Extracted data entries:
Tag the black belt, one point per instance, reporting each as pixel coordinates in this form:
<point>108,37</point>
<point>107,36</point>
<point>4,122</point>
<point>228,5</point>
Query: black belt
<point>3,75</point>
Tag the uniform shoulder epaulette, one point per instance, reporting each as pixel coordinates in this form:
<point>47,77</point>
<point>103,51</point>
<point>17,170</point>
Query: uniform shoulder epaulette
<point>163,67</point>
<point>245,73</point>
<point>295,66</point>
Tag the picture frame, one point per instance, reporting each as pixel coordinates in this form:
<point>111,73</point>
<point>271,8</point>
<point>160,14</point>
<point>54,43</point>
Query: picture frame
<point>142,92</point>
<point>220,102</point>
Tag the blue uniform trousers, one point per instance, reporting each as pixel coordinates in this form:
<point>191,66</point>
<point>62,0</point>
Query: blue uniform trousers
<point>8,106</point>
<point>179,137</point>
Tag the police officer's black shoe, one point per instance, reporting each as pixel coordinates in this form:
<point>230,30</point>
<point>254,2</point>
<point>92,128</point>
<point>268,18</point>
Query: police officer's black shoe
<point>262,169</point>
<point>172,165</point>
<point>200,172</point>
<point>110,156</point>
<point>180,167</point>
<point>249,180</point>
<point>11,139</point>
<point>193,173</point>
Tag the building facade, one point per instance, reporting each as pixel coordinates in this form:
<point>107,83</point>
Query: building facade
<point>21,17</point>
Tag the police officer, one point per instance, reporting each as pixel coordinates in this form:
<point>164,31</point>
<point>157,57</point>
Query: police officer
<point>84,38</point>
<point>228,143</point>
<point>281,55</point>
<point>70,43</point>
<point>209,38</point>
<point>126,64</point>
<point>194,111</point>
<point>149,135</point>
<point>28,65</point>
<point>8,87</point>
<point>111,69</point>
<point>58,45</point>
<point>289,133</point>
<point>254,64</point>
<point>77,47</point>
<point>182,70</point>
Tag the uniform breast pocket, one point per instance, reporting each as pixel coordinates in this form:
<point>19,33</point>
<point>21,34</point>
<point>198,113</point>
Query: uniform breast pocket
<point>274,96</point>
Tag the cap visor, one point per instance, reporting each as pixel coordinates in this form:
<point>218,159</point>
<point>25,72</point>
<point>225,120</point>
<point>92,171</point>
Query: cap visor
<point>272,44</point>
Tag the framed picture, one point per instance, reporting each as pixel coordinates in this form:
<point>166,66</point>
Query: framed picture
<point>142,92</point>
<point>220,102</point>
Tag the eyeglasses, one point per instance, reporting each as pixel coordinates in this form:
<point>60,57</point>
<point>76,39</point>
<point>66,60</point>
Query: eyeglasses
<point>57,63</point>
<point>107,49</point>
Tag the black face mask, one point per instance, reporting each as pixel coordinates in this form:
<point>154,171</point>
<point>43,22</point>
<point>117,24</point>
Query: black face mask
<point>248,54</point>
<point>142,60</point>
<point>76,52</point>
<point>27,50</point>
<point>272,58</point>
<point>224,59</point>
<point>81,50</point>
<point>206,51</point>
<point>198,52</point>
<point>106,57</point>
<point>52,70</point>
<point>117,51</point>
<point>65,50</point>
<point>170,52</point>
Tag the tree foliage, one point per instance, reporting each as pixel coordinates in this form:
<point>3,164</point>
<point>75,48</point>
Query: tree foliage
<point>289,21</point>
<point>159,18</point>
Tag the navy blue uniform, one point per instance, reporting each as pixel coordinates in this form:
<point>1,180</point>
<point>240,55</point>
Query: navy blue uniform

**Problem to solve**
Would you please give the data above again, exactly as it appears?

**Task solution**
Tag the black belt, one point per instance, reporting each as pixel coordinates in this form:
<point>108,37</point>
<point>107,36</point>
<point>4,122</point>
<point>228,5</point>
Query: black belt
<point>3,75</point>
Tag the uniform shoulder epaulette, one point per instance, reporting each as pixel coordinates in this form:
<point>47,77</point>
<point>103,51</point>
<point>17,170</point>
Query: uniform shoulder epaulette
<point>163,67</point>
<point>245,73</point>
<point>295,66</point>
Tag the picture frame, one point per instance, reporting each as pixel coordinates in this form:
<point>111,73</point>
<point>271,8</point>
<point>160,14</point>
<point>54,43</point>
Query: picture frame
<point>142,92</point>
<point>220,102</point>
Tag the blue uniform trousers, one point per instance, reporting each as pixel coordinates in this form:
<point>191,66</point>
<point>62,0</point>
Query: blue uniform trousers
<point>8,106</point>
<point>179,137</point>
Tag the police officer's black shoe, one point per instance, reporting each as pixel coordinates in this form:
<point>230,30</point>
<point>254,2</point>
<point>92,128</point>
<point>268,18</point>
Query: police officer's black shoe
<point>262,169</point>
<point>172,165</point>
<point>200,172</point>
<point>110,156</point>
<point>180,167</point>
<point>249,180</point>
<point>11,139</point>
<point>193,173</point>
Tag the building facade, one point per instance, reporting each as pixel coordinates in this form:
<point>107,83</point>
Query: building facade
<point>21,17</point>
Tag the police officer, one point per instance, reporting each as pixel coordinates in this form:
<point>164,31</point>
<point>157,57</point>
Query: police officer
<point>84,38</point>
<point>228,143</point>
<point>281,55</point>
<point>70,43</point>
<point>209,38</point>
<point>126,64</point>
<point>194,111</point>
<point>149,135</point>
<point>28,65</point>
<point>8,87</point>
<point>111,69</point>
<point>58,45</point>
<point>289,133</point>
<point>254,64</point>
<point>77,47</point>
<point>182,70</point>
Tag the uniform breast pocket, one point per instance, reporting each as pixel coordinates in this form:
<point>19,33</point>
<point>21,34</point>
<point>198,113</point>
Query: uniform breast pocket
<point>274,96</point>
Tag the cap visor, one point per instance, reporting each as pixel coordinates in this form:
<point>218,159</point>
<point>25,72</point>
<point>225,120</point>
<point>92,171</point>
Query: cap visor
<point>272,44</point>
Tag the framed picture, one point per instance, reporting each as pixel coordinates in this form:
<point>166,66</point>
Query: framed picture
<point>142,92</point>
<point>220,102</point>
Tag the eyeglasses, one point per instance, reporting each as pixel coordinates in this form:
<point>60,57</point>
<point>76,39</point>
<point>66,60</point>
Query: eyeglasses
<point>57,63</point>
<point>107,49</point>
Tag the black face mask, one point per instance, reporting each as pixel coordinates in this form:
<point>154,171</point>
<point>43,22</point>
<point>117,24</point>
Query: black face mask
<point>248,54</point>
<point>142,60</point>
<point>76,52</point>
<point>27,50</point>
<point>272,58</point>
<point>224,59</point>
<point>81,50</point>
<point>206,51</point>
<point>198,52</point>
<point>106,57</point>
<point>52,70</point>
<point>117,51</point>
<point>65,50</point>
<point>170,52</point>
Tag the tree foliage, one point per instance, reporting each as pixel coordinates in this form:
<point>3,164</point>
<point>75,48</point>
Query: tree foliage
<point>289,21</point>
<point>159,18</point>
Tag the navy blue uniform, one point per instance, reporting each as pixel coordinates in this form:
<point>1,180</point>
<point>240,55</point>
Query: navy blue uniform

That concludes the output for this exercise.